+++ Excerpted passage

Looking back on my earlier book reviews, I read my comment on R.J. Evan’s book on historiography that history is a literary exercise as well as anything else, as a trained scientist this was something of an alien concept but in common with Koestler’s book the style of this book shines through.

 

Footnotes

My Evernotes

Enterprise data analysis and visualization

This post was first published at ScraperWiki.

The topic for today is a paper[1] by members of the Stanford Visualization Group on interviews with data analysts, entitled “Enterprise Data Analysis and Visualization: An Interview Study”. This is clearly relevant to us here at ScraperWiki, and thankfully their analysis fits in with the things we are trying to achieve.

The study is compiled from interviews with 35 data analysts across a range of business sectors including finance, health care, social networking, marketing and retail. The respondents are harvested via personal contacts and predominantly from Northern California; as such it is not a random sample, we should consider results to be qualitatively indicative rather than quantitatively accurate.

The study identifies three classes of analyst whom they refer to as Hackers, Scripters and Application Users. The Hacker role was defined as those chaining together different analysis tools to reach a final data analysis. Scripters, on the other hand, conducted most of their analysis in one package such as R or Matlab and were less likely to scrape raw data sources. Scripters tended to carry out more sophisticated analysis than Hackers, with analysis and visualisation all in the single software package. Finally, Application Users worked largely in Excel with data supplied to them by IT departments. I suspect a wider survey would show a predominance of Application Users and a relatively smaller relative population of Hackers.

The authors divide the process of data analysis into 5 broad phases Discovery – Wrangle – Profile – Model – Report. These phases are generally self explanatory – wrangling is the process of parsing data into a format suitable for further analysis and profiling is the process of checking the data quality and establishing fully the nature of the data.

This is all summarised in the figure below, each column represents an individual so we can see in this sample that Hackers predominate.

table

At the bottom of the table are identified the tools used, divided into database, scripting and modeling types. Looking across the tools in use SQL is key in databases, Java and Python in scripting, R and Excel in modeling. It’s interesting to note here that even the Hackers make quite heavy use of Excel.

++++++

Complete the following:
a – In the post on enterprise data analysis, why should the study's results be taken as qualitatively indicative rather than quantitatively accurate? Answer in one to three sentences.
b – Please continue the post on enterprise data analysis, starting after its final sentence about the tools the analysts use.

+++ Extracted information

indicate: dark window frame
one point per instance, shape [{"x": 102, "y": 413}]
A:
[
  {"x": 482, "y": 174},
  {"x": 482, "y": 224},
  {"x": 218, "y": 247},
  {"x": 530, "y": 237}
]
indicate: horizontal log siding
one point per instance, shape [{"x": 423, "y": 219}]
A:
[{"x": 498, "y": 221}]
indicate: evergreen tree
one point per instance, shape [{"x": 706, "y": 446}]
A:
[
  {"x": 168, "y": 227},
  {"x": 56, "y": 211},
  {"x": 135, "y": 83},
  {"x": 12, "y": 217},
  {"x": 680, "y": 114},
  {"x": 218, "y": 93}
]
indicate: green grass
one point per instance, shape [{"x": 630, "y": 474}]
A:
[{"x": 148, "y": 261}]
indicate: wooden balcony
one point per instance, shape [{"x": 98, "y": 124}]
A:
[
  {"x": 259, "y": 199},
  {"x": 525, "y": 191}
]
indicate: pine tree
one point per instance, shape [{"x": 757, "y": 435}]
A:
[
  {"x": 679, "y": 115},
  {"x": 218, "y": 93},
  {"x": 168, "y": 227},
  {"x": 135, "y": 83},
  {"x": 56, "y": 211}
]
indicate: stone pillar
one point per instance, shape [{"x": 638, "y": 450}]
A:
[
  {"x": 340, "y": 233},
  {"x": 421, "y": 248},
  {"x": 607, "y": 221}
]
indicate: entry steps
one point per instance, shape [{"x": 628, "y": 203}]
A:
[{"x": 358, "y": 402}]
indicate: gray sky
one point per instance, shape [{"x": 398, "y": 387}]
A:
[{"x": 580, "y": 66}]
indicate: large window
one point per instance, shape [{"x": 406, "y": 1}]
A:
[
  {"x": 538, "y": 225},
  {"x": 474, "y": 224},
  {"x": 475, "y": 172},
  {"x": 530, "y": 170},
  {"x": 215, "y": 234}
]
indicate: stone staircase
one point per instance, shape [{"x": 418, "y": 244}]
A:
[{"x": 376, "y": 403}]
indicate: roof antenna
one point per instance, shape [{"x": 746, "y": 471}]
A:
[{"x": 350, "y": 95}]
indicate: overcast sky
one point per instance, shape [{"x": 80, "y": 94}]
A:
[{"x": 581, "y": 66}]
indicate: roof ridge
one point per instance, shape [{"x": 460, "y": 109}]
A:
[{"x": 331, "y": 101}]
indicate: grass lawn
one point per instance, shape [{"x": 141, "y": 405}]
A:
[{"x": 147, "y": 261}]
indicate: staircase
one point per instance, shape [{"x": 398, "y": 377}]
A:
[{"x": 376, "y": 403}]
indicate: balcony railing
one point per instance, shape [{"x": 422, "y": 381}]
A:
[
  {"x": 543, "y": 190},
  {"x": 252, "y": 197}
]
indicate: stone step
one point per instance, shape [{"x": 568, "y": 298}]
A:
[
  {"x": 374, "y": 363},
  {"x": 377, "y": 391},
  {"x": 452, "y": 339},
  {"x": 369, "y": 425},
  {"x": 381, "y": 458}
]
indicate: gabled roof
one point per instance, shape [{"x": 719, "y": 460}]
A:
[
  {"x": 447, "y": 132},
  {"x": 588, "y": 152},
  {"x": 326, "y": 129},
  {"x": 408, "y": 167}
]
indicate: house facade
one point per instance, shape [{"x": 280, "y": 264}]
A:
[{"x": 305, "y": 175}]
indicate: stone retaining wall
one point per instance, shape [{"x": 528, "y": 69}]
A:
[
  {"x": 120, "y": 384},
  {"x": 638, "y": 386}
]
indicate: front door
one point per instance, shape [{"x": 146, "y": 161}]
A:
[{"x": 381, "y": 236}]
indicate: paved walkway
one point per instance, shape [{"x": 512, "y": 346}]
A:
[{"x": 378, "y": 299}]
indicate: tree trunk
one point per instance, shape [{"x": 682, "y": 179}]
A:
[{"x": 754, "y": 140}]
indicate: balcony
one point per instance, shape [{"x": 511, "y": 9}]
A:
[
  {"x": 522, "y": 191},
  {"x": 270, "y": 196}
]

++++++

Per-task answers:
a – The 35 respondents were gathered through personal contacts and came mostly from Northern California, so they are not a random sample. For that reason the findings indicate qualitative patterns rather than accurate quantities.

b –
The paper goes on to discuss the organizational and collaborative structures in which data analysts work, frequently an IT department is responsible for internal data sources and the productionising of analysis workflows.

Its interesting to highlight the pain points identified by interviewees and interviewers:

  • scripts and intermediate data not shared;
  • discovery and wrangling are time consuming and tedious processes;
  • workflows not reusable;
  • ingesting semi-structured data such as log files is challenging.

Why does this happen? Typically the wrangling scraping phase of the operation is ad hoc, the scripts used are short, practioners don’t see this as their core expertise and they’ll typically draw from a limited number of data sources meaning there is little scope to build generic tools. Revision control tends not to be used, even for the scripting tools where it is relatively straightforward perhaps because practioners have not been introduced to revision control or simply see the code they write as too insignificant to bother with revision control.

ScraperWiki has its roots in data journalism, open source software and community action but the tools we build are broadly applicable, as one of the respondents to the survey said:

“An analyst at a large hedge fund noted their organization’s ability to make use of publicly available but poorly-structured data was their primary advantage over competitors.”

References

[1] S. Kandel, A. Paepcke, J. M. Hellerstein, and J. Heer, “Enterprise Data Analysis and Visualization : An Interview Study,” IEEE Trans. Vis. Comput. Graph., vol. 18(12), (2012), pp. 2917–2926.